(Stored items)
===
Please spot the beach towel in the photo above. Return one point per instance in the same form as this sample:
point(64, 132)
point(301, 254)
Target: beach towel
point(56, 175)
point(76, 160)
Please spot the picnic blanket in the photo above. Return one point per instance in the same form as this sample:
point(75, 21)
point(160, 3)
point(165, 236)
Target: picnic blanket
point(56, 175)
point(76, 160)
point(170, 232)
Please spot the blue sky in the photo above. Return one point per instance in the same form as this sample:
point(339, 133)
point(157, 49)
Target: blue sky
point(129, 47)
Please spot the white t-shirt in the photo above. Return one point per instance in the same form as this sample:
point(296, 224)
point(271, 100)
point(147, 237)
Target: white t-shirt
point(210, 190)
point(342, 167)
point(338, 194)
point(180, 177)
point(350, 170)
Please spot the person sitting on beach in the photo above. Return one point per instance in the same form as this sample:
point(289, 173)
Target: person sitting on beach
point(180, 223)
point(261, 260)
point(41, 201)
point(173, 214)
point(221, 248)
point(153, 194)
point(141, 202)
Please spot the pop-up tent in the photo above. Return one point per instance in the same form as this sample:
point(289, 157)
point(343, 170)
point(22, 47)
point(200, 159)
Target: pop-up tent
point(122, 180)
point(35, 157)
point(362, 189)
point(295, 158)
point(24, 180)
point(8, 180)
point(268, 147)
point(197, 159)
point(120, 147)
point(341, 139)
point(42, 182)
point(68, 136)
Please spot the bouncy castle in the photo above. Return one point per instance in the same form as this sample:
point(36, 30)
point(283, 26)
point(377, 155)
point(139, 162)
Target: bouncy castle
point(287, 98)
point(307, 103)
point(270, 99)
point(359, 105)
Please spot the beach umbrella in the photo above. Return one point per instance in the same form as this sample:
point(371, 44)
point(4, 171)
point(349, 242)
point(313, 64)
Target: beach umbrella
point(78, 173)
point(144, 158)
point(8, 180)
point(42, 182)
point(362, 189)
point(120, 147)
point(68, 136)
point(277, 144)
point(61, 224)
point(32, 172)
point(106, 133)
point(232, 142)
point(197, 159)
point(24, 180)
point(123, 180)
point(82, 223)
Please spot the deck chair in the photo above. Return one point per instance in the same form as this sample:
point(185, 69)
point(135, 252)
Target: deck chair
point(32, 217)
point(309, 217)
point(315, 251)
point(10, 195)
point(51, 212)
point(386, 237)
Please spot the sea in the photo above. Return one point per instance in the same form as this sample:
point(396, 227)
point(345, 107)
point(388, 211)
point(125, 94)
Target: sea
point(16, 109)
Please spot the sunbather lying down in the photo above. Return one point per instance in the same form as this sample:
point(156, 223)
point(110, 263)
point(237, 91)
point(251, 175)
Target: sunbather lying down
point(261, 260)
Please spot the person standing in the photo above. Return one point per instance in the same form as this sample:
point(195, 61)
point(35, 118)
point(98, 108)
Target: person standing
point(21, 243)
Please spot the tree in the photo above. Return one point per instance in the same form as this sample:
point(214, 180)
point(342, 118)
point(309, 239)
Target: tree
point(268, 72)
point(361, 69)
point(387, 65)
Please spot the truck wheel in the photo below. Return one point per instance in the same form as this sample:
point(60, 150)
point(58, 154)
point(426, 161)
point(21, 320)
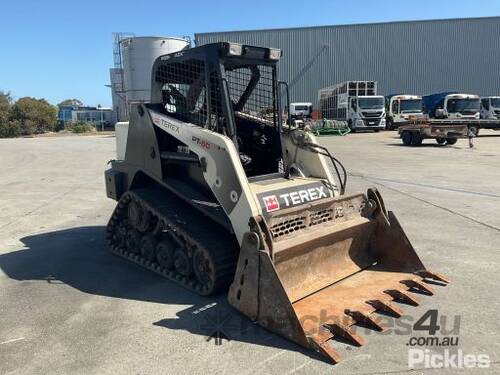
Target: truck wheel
point(441, 141)
point(451, 141)
point(406, 137)
point(416, 139)
point(351, 127)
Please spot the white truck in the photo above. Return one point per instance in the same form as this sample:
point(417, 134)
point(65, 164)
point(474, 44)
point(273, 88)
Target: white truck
point(356, 102)
point(300, 110)
point(402, 109)
point(490, 108)
point(452, 105)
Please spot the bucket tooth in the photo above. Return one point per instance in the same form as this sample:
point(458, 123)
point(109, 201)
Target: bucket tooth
point(432, 275)
point(415, 284)
point(399, 295)
point(346, 333)
point(386, 307)
point(321, 343)
point(366, 319)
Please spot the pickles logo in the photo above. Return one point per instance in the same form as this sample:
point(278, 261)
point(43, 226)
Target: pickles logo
point(271, 203)
point(201, 142)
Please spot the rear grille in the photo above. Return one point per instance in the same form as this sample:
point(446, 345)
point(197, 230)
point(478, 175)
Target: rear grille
point(288, 225)
point(322, 216)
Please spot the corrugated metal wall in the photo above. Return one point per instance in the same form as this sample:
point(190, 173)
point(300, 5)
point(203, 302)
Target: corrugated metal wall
point(418, 57)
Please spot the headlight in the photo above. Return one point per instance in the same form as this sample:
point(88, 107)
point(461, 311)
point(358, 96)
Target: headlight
point(235, 49)
point(274, 53)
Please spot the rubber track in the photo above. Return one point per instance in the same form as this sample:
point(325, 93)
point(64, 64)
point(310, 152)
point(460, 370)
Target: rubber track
point(191, 227)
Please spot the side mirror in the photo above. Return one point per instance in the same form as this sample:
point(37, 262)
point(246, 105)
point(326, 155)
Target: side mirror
point(440, 113)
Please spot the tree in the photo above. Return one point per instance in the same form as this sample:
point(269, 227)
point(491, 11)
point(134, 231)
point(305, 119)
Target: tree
point(5, 104)
point(6, 129)
point(33, 115)
point(70, 102)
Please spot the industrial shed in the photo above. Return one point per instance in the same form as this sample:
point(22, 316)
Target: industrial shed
point(419, 57)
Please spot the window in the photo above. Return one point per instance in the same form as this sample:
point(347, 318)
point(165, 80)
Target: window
point(395, 107)
point(184, 90)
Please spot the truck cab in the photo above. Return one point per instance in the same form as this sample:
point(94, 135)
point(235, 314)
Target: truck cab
point(461, 106)
point(490, 108)
point(366, 112)
point(402, 109)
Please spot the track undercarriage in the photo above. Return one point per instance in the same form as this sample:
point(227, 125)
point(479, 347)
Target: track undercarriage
point(150, 227)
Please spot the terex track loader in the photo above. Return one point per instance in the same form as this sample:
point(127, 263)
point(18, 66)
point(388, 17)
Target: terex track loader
point(215, 191)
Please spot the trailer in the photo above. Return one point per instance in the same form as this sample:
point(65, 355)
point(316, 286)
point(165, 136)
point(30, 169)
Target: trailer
point(473, 125)
point(444, 134)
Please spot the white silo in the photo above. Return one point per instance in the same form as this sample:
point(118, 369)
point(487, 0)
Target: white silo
point(138, 56)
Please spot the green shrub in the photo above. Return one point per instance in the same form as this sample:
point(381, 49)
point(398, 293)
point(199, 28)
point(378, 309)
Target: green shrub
point(10, 129)
point(80, 127)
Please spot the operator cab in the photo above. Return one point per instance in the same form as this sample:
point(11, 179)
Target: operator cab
point(228, 88)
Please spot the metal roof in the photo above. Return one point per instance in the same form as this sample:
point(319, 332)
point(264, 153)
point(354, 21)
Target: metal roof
point(417, 57)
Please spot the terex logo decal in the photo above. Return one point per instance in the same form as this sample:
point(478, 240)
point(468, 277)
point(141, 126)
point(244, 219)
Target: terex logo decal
point(284, 198)
point(302, 196)
point(271, 203)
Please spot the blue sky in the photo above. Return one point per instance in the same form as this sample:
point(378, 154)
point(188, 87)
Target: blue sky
point(62, 49)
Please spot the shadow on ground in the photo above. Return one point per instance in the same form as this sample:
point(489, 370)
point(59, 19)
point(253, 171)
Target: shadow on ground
point(78, 257)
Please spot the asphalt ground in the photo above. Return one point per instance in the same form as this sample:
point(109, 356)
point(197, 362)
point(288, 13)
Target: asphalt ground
point(68, 306)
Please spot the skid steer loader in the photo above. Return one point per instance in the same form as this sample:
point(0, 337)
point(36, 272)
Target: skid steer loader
point(215, 192)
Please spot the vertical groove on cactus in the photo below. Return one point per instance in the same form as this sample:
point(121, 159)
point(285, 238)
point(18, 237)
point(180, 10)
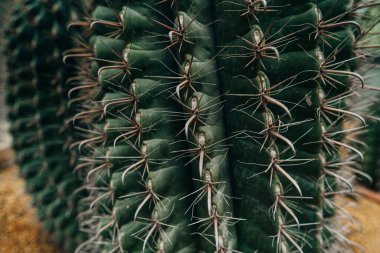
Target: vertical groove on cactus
point(216, 126)
point(35, 40)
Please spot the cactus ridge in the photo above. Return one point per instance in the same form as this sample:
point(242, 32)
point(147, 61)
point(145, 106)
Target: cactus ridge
point(165, 74)
point(200, 126)
point(36, 94)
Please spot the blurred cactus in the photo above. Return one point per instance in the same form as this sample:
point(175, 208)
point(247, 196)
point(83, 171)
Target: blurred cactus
point(36, 93)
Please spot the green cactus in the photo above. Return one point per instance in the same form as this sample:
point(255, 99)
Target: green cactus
point(36, 38)
point(202, 126)
point(265, 174)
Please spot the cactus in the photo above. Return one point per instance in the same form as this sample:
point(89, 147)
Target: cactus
point(36, 38)
point(371, 164)
point(207, 126)
point(161, 74)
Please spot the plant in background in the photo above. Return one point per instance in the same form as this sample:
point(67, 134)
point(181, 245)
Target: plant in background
point(202, 126)
point(36, 94)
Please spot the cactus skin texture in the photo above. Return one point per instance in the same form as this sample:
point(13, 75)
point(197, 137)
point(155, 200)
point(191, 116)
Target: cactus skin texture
point(371, 157)
point(36, 38)
point(215, 126)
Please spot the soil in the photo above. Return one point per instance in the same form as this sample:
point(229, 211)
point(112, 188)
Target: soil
point(20, 230)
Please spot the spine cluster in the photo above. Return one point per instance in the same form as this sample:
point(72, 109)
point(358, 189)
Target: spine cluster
point(219, 126)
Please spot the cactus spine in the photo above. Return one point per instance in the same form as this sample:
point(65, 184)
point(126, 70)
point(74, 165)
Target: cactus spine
point(37, 97)
point(204, 126)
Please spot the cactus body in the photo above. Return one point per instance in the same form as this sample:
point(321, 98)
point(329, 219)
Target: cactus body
point(203, 126)
point(37, 97)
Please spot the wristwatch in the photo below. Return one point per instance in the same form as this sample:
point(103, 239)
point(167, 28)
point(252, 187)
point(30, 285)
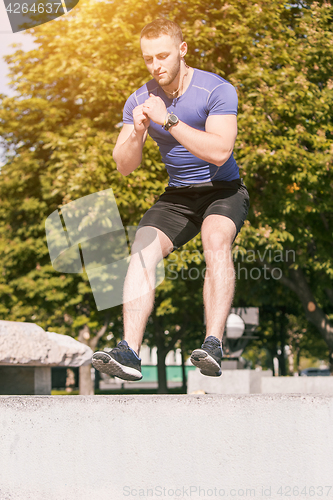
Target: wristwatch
point(171, 120)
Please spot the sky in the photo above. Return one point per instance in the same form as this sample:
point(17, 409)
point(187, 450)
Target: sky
point(7, 38)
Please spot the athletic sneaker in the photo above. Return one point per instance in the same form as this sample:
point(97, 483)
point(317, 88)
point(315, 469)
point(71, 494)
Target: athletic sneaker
point(121, 362)
point(209, 357)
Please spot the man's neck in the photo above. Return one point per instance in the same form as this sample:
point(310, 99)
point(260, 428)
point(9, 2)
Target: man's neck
point(178, 87)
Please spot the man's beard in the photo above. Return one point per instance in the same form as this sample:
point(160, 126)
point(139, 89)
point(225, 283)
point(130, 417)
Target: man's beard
point(170, 77)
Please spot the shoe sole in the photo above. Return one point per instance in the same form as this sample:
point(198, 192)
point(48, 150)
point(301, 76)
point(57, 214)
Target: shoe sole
point(104, 363)
point(208, 366)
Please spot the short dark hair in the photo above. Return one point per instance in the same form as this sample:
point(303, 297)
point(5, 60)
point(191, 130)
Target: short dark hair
point(160, 27)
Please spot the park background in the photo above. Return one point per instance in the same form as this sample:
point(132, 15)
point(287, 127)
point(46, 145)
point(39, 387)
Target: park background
point(58, 126)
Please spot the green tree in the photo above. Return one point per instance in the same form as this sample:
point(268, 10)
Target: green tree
point(60, 130)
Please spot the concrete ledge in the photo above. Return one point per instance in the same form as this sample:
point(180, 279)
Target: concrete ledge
point(115, 447)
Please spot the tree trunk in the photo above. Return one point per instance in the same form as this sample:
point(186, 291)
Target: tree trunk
point(86, 386)
point(298, 284)
point(184, 372)
point(161, 371)
point(313, 312)
point(282, 335)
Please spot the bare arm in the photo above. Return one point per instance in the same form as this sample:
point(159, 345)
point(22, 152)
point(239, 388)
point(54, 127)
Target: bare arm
point(213, 145)
point(127, 152)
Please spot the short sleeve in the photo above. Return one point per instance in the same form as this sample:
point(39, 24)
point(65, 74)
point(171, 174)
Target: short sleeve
point(128, 109)
point(223, 100)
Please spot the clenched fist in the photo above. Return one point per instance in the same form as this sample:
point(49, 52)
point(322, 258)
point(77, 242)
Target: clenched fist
point(155, 109)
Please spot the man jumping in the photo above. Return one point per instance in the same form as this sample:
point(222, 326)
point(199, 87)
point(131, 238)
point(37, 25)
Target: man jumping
===
Please update the lines starting at the one that contains "Please spot the sunbather" and ending at the one that contains "point(366, 319)", replacing "Target" with "Label" and keeping everything else the same. Leave the pictures out of your answer.

Please spot the sunbather lying down in the photo above. Return one point per instance in the same form as this sample:
point(156, 223)
point(110, 263)
point(237, 91)
point(251, 175)
Label: sunbather lying down
point(261, 260)
Please spot the person standing in the photo above. Return one point per instance in the same form as this sample:
point(195, 61)
point(35, 118)
point(98, 108)
Label: person standing
point(21, 243)
Please spot the tree in the photo above. Return one point per instance in the same form as this sample:
point(214, 180)
point(342, 118)
point(309, 239)
Label: tree
point(268, 72)
point(361, 69)
point(387, 65)
Please spot the truck wheel in the photo below. Return one point per instance in the same form as this sample:
point(60, 150)
point(58, 154)
point(426, 161)
point(21, 320)
Label: truck wheel
point(441, 141)
point(451, 141)
point(406, 137)
point(416, 139)
point(351, 127)
Please spot the white truck in the photo above. Return one point per instance in the same form as this sample:
point(417, 134)
point(65, 164)
point(474, 44)
point(273, 88)
Label: white truck
point(356, 102)
point(300, 110)
point(402, 109)
point(490, 108)
point(452, 105)
Please spot the bucket tooth in the photo above. Return one point per instance in the same form as this sample:
point(458, 123)
point(109, 201)
Label: bucket tooth
point(432, 275)
point(415, 284)
point(399, 295)
point(346, 333)
point(386, 307)
point(321, 343)
point(366, 319)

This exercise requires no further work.